▶ **Exercise instructions**:
Gather, from the listing beneath this task, every line holding the string "pectoral".

-----

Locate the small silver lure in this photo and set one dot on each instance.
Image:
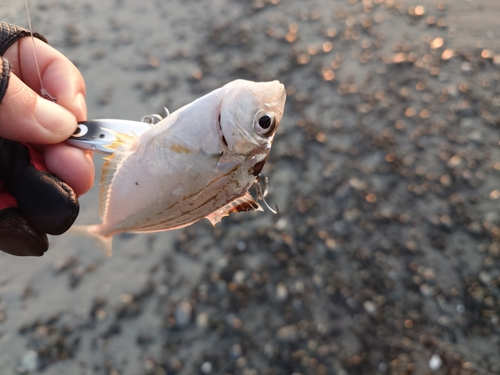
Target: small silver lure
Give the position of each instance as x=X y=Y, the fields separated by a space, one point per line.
x=97 y=135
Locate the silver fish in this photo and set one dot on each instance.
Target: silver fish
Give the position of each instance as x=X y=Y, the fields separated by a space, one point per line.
x=198 y=162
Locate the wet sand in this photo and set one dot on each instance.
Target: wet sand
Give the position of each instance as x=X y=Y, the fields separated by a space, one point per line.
x=385 y=256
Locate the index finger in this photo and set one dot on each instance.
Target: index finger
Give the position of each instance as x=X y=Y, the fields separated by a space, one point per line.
x=59 y=75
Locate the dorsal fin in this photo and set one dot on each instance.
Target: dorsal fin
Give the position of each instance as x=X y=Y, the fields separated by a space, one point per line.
x=244 y=203
x=111 y=164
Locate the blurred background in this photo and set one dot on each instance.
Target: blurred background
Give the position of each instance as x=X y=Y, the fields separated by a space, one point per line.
x=385 y=257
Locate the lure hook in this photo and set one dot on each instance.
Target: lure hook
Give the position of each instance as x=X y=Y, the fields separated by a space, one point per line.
x=262 y=193
x=155 y=118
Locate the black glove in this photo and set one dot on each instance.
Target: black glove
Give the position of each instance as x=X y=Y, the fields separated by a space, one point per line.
x=33 y=202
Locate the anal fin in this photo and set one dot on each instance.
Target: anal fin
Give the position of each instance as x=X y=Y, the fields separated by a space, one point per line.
x=245 y=203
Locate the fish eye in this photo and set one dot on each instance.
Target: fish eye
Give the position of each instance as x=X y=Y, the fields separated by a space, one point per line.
x=265 y=125
x=80 y=131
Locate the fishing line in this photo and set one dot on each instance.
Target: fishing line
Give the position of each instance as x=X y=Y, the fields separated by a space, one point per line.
x=43 y=91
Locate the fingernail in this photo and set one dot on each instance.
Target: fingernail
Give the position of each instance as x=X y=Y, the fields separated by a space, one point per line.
x=81 y=107
x=55 y=119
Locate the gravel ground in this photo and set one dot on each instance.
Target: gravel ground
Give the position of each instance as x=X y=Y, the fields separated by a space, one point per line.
x=385 y=257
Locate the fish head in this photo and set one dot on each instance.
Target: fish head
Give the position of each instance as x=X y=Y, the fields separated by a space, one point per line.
x=250 y=113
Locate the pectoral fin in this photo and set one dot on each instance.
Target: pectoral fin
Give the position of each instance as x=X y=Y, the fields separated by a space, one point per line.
x=244 y=203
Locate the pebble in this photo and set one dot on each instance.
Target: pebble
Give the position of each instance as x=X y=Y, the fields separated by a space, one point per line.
x=202 y=320
x=30 y=361
x=206 y=367
x=287 y=333
x=239 y=277
x=183 y=314
x=435 y=362
x=369 y=307
x=235 y=352
x=281 y=292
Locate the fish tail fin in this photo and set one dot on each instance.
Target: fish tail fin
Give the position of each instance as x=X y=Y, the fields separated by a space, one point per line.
x=105 y=242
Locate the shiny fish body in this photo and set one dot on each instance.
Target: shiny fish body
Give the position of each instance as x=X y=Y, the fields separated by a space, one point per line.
x=198 y=162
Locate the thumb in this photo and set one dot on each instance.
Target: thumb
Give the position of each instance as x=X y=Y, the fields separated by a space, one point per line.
x=27 y=117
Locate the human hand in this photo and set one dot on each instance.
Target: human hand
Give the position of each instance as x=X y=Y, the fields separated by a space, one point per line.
x=34 y=203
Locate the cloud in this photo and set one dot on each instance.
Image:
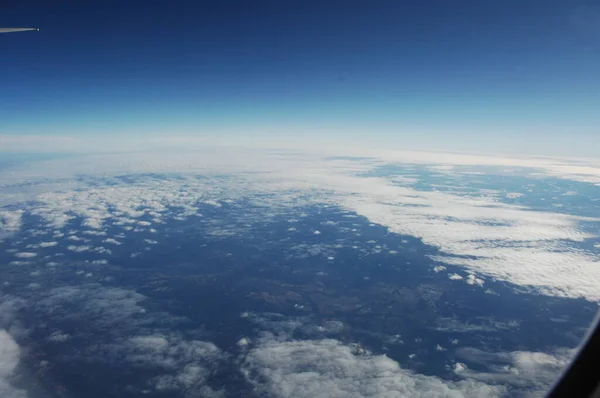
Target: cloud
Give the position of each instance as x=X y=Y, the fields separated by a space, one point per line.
x=25 y=255
x=500 y=241
x=9 y=358
x=187 y=365
x=10 y=221
x=530 y=373
x=328 y=368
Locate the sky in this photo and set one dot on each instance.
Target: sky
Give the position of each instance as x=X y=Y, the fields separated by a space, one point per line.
x=518 y=77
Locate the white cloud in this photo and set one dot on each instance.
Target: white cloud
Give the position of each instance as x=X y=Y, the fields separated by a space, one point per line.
x=79 y=249
x=328 y=368
x=514 y=195
x=9 y=359
x=10 y=221
x=500 y=241
x=25 y=255
x=187 y=364
x=531 y=372
x=111 y=241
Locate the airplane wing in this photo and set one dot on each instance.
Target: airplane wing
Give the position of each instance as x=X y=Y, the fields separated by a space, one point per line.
x=9 y=30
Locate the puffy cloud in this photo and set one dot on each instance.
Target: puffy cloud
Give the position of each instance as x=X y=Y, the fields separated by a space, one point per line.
x=532 y=373
x=9 y=358
x=10 y=221
x=186 y=364
x=498 y=240
x=25 y=255
x=111 y=241
x=328 y=368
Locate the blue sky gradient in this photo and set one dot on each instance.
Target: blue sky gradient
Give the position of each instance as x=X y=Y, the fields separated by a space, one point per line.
x=463 y=75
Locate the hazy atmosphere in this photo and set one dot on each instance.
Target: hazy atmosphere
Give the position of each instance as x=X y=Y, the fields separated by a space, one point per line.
x=297 y=199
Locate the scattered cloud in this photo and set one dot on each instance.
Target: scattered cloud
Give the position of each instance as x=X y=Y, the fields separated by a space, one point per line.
x=532 y=373
x=25 y=255
x=9 y=359
x=329 y=368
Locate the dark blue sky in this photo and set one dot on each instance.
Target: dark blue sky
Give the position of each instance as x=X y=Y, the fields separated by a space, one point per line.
x=404 y=72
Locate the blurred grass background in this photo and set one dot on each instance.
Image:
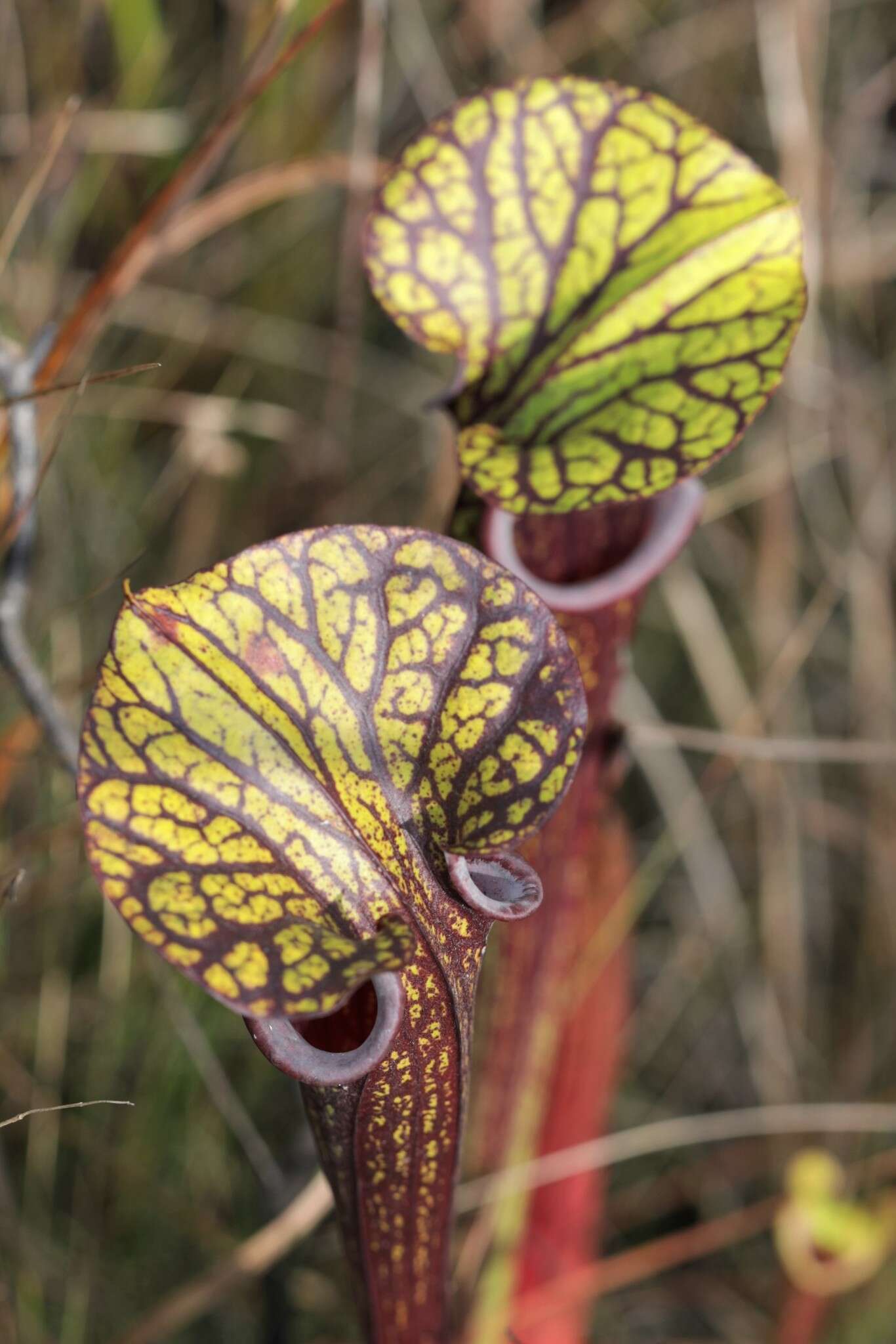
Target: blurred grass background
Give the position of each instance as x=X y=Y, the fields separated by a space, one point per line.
x=766 y=938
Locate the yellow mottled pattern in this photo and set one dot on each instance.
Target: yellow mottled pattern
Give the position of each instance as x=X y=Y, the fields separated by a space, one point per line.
x=621 y=288
x=277 y=751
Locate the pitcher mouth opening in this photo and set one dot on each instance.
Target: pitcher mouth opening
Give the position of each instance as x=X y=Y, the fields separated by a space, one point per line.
x=674 y=515
x=283 y=1042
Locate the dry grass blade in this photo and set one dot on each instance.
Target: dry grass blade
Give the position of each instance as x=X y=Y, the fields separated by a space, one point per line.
x=69 y=1105
x=662 y=1136
x=843 y=750
x=30 y=195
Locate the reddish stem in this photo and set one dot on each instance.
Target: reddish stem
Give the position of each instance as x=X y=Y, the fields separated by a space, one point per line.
x=802 y=1318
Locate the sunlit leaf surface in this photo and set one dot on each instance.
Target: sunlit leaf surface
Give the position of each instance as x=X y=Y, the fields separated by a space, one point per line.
x=620 y=285
x=280 y=750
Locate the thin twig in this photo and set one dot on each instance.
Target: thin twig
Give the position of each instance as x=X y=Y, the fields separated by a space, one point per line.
x=69 y=1105
x=109 y=375
x=127 y=264
x=18 y=375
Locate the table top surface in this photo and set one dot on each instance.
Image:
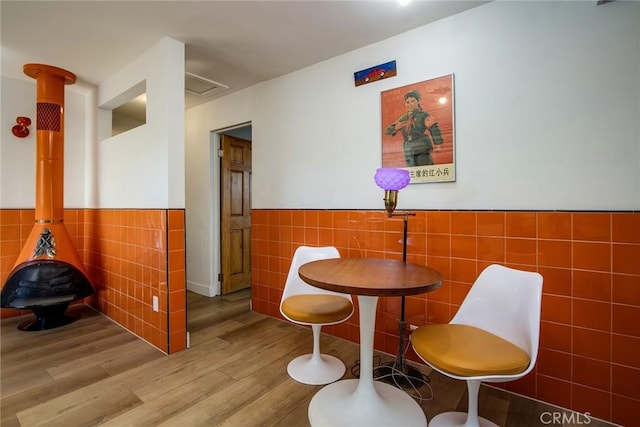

-----

▶ **Your solution**:
Locate the pectoral fin in this photo and set one dot on each instance.
Target: pectoral fin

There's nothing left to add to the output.